**Instructions for the task:**
Pick out every line below that contains the string "roof" and copy each one. Case counts.

-- Begin Supplied material --

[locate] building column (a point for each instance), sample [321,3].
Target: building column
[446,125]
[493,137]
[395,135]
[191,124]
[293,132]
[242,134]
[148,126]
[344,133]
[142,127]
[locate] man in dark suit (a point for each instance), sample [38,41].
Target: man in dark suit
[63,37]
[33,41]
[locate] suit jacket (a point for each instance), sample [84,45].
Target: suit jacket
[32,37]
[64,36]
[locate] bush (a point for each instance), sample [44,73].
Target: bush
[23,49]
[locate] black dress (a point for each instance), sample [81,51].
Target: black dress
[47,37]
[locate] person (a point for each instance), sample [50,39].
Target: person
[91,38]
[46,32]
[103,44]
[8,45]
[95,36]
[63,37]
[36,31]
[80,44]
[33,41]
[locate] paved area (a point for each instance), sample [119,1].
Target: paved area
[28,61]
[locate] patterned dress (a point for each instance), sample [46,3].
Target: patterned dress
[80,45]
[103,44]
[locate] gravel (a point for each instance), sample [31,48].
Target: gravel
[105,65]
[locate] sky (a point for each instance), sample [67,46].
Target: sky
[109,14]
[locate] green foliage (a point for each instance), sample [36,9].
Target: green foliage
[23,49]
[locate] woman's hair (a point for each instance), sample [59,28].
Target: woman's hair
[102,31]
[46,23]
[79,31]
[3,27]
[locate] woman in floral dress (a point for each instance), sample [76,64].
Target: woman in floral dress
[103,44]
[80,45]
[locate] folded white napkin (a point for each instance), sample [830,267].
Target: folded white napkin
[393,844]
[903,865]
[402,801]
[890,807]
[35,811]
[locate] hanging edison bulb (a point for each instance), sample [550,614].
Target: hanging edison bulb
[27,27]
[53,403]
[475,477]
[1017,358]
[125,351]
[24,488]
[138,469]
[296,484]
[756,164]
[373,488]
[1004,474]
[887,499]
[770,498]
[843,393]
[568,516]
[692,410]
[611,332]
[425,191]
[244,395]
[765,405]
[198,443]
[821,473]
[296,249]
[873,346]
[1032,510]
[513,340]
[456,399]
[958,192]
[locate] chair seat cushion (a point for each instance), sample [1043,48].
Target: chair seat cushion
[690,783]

-- End Supplied material --
-- Begin Supplied material --

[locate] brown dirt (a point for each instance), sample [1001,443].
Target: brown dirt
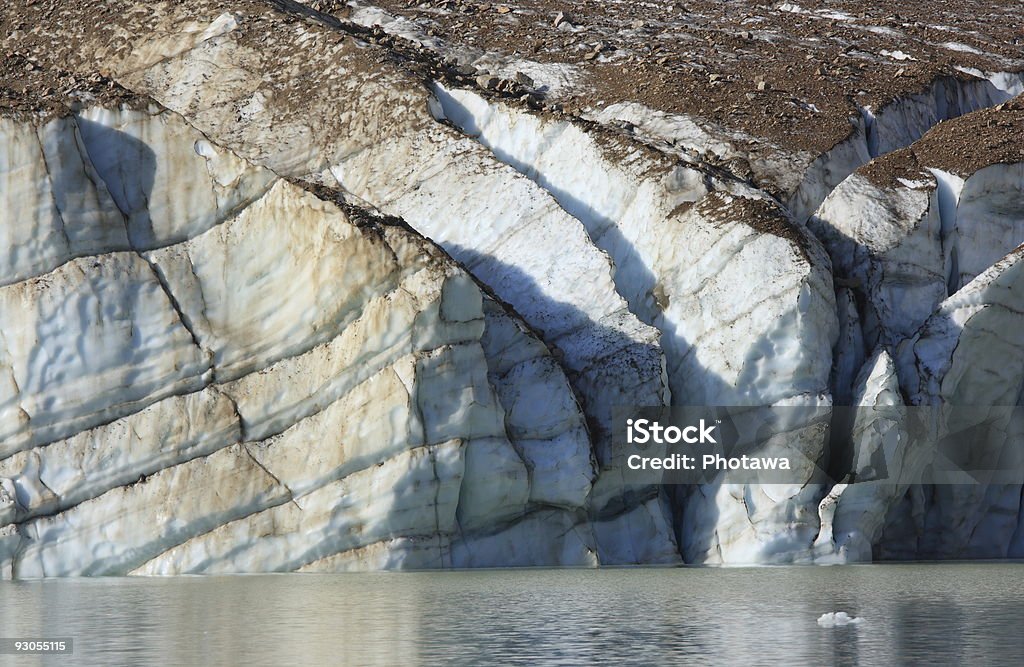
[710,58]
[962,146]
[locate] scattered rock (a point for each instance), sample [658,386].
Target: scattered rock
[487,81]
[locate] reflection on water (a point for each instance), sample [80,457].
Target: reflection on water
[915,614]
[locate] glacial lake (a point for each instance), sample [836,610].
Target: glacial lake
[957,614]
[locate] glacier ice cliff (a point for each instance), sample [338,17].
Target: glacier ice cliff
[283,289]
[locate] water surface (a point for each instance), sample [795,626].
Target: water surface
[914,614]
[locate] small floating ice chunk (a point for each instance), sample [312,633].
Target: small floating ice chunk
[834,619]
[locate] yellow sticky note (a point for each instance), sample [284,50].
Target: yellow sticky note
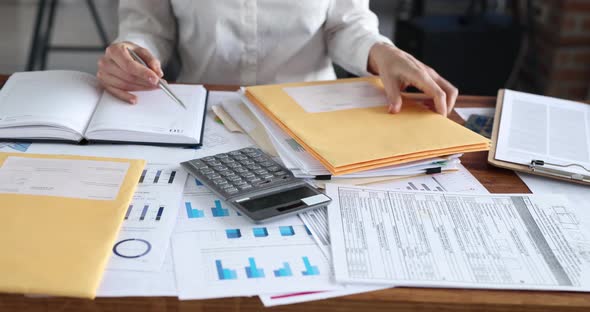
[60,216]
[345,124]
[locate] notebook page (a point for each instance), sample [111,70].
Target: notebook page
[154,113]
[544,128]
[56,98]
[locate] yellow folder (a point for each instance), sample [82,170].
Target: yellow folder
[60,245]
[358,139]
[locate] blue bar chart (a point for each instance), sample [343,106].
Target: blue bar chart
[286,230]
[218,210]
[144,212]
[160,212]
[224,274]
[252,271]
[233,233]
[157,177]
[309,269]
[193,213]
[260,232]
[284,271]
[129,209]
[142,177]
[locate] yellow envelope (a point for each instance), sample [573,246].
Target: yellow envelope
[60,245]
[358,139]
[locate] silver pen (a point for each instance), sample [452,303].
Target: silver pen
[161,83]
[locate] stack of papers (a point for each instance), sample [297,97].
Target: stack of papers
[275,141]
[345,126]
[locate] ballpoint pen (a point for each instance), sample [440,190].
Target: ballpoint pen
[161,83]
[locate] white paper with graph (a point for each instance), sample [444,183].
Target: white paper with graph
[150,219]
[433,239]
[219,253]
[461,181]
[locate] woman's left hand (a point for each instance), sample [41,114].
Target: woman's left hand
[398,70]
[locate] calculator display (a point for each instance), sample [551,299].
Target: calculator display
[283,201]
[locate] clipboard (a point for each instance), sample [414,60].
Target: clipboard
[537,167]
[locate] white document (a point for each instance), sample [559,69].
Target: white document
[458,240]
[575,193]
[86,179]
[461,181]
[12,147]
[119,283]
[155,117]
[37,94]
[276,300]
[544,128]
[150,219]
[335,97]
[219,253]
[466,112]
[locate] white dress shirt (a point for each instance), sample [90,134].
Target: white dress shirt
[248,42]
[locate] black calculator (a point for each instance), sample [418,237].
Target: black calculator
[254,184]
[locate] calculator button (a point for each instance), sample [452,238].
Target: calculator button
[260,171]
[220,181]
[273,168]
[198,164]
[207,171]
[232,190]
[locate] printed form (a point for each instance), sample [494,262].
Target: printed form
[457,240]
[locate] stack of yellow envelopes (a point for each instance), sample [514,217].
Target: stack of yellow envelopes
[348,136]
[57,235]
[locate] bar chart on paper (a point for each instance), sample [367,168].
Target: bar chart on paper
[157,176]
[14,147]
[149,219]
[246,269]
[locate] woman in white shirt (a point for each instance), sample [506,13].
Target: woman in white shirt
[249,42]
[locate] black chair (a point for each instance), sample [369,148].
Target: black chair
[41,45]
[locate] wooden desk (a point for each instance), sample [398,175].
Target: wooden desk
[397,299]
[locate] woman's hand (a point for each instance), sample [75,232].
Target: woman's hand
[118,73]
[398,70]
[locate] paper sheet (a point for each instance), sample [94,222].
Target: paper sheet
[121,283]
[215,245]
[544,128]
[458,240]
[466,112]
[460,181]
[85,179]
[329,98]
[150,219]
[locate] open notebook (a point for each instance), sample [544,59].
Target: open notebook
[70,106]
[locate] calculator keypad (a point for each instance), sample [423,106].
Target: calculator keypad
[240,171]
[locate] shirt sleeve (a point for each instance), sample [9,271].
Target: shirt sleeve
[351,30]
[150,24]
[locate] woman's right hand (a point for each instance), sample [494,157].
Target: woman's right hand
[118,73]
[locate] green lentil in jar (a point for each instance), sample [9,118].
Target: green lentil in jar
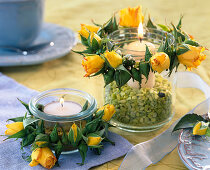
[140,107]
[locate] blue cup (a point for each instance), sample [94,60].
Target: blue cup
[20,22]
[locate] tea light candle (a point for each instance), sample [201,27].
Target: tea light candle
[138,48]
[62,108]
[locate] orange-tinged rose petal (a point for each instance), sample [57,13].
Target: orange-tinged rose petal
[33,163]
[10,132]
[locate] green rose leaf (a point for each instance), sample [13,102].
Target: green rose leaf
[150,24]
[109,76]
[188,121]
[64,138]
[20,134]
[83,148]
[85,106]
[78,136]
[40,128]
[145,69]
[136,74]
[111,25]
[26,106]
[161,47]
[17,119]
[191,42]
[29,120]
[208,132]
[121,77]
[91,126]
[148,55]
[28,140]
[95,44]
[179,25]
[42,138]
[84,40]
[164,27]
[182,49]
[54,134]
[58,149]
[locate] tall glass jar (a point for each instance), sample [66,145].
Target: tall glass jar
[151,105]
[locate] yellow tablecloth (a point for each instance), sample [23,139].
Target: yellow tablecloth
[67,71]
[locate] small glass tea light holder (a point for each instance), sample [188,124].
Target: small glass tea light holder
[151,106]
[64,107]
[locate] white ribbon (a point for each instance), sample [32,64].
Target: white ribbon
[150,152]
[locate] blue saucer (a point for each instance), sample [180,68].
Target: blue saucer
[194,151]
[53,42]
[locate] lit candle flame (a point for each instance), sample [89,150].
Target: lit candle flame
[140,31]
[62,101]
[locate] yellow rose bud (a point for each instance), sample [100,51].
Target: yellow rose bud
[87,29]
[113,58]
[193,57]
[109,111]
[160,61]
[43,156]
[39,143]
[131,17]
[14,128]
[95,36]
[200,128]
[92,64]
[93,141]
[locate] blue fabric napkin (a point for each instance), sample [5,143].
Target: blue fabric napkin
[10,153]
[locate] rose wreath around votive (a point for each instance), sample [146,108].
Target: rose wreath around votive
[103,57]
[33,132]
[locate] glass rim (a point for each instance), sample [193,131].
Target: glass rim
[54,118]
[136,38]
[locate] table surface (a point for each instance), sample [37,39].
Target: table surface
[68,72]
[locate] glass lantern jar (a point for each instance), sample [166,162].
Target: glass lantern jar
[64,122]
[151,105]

-- End Supplied material --
-- Begin Supplied material --

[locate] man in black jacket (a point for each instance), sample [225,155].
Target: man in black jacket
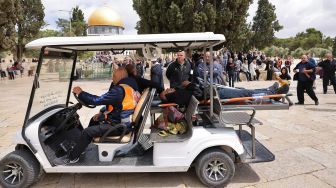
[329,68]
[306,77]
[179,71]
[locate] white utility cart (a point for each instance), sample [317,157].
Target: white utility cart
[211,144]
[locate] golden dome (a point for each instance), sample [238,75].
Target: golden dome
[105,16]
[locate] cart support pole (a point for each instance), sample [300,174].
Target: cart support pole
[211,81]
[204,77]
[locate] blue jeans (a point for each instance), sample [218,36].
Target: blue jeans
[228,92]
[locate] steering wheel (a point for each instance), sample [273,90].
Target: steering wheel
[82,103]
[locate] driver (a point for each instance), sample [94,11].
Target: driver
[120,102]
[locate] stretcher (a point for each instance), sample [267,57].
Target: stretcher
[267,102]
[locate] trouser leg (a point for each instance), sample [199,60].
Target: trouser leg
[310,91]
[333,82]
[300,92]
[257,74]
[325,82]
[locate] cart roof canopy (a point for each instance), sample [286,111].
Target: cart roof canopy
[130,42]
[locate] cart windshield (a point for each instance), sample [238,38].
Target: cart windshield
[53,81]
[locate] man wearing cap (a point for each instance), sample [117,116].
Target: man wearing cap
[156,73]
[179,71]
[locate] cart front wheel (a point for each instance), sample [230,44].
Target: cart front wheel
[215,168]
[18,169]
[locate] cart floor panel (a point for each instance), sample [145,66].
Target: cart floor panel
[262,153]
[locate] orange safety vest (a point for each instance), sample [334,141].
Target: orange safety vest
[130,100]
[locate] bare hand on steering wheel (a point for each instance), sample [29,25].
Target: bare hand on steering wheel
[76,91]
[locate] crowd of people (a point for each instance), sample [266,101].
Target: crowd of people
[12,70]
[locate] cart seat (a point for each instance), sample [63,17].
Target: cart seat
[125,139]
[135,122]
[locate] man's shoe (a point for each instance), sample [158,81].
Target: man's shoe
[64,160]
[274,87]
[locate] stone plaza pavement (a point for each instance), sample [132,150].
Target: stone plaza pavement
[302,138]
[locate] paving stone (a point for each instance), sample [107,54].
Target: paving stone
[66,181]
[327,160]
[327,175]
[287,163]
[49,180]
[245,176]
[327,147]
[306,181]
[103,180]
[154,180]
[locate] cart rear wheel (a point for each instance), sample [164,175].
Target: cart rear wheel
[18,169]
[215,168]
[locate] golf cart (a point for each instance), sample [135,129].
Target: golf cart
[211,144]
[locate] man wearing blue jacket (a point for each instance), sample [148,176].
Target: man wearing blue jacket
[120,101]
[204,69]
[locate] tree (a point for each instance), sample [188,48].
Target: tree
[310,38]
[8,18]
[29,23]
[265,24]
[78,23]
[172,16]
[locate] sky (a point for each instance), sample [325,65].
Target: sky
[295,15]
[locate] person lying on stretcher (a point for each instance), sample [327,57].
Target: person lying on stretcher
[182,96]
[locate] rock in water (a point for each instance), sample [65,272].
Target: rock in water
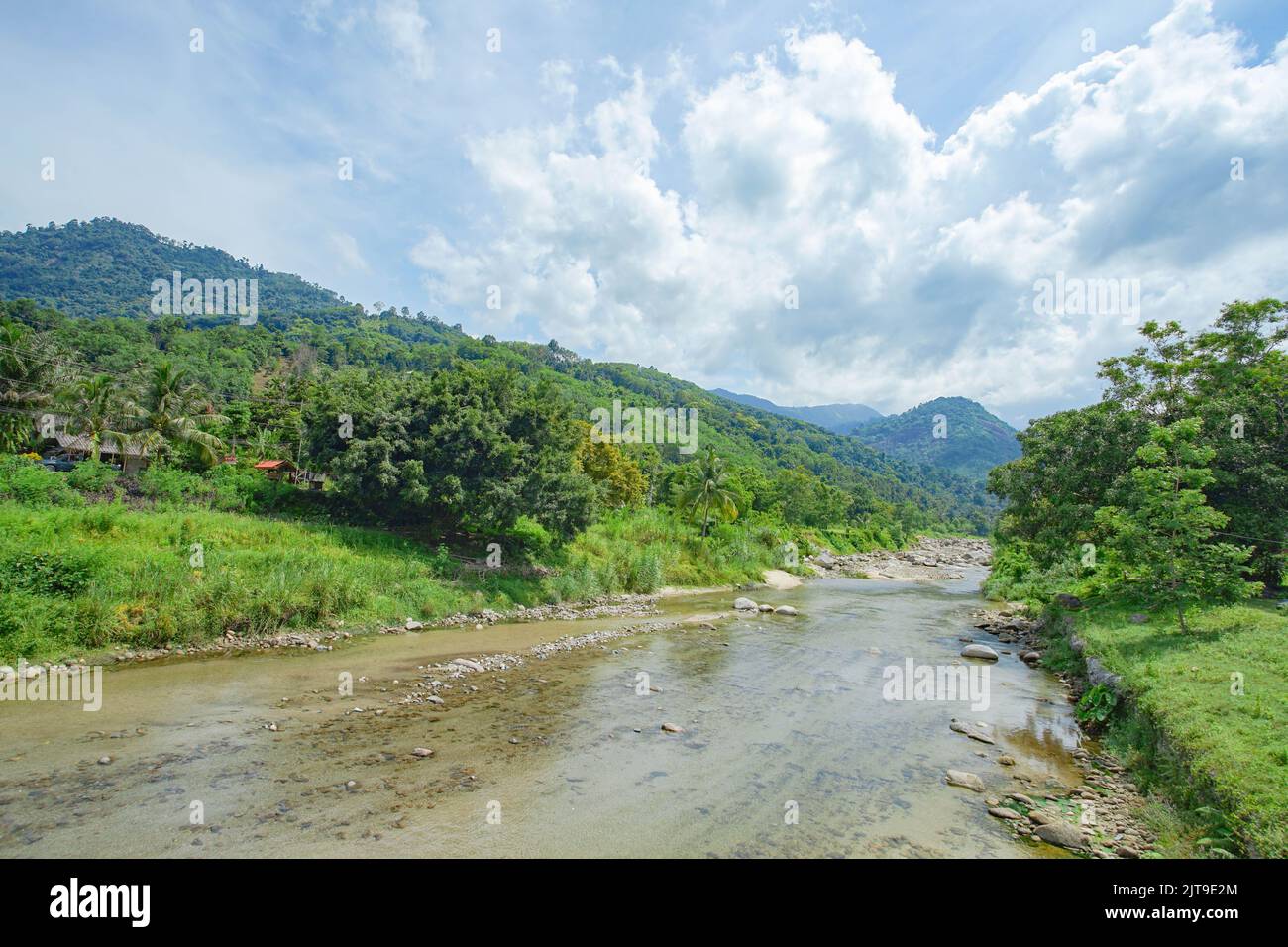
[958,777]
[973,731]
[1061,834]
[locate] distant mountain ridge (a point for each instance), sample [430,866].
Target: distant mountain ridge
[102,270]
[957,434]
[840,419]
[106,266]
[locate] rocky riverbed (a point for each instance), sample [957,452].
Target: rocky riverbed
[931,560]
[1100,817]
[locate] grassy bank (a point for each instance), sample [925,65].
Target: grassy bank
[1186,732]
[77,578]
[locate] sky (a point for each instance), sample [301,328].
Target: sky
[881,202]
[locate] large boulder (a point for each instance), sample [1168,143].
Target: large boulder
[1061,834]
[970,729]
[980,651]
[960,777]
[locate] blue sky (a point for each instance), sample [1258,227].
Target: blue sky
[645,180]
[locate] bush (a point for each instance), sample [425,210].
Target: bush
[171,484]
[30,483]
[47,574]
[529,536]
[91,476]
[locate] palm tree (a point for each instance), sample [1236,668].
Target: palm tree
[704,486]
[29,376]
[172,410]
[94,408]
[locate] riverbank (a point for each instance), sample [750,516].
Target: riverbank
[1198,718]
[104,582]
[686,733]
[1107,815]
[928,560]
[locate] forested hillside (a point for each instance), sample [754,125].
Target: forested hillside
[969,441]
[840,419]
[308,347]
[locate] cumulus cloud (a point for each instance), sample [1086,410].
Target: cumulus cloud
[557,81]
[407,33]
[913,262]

-- End Supplied material --

**Problem solution:**
[locate] cart roof canopy (a point for each instance), sample [286,111].
Target: cart roof canopy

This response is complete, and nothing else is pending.